_Your task_
Locate every line in the records below that contains the word "along", matching case exactly, and copy each such line in full.

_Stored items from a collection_
◇ ◇ ◇ ◇ ◇ ◇ ◇

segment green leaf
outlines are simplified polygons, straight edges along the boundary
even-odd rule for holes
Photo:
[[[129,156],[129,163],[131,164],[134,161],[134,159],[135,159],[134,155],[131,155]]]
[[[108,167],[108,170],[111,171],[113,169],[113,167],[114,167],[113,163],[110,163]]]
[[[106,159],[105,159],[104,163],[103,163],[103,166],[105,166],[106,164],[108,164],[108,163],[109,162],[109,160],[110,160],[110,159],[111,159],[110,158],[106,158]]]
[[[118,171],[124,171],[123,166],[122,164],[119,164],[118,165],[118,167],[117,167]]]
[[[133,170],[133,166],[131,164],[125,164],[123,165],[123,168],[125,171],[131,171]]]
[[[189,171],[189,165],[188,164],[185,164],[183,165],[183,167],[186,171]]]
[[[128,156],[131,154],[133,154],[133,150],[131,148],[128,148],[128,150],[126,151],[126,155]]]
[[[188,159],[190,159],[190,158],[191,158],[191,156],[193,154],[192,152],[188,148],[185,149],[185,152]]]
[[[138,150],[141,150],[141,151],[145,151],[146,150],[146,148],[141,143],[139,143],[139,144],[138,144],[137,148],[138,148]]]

◇ ◇ ◇ ◇ ◇ ◇ ◇

_The completed task_
outlines are simplified polygons, straight edges along the boundary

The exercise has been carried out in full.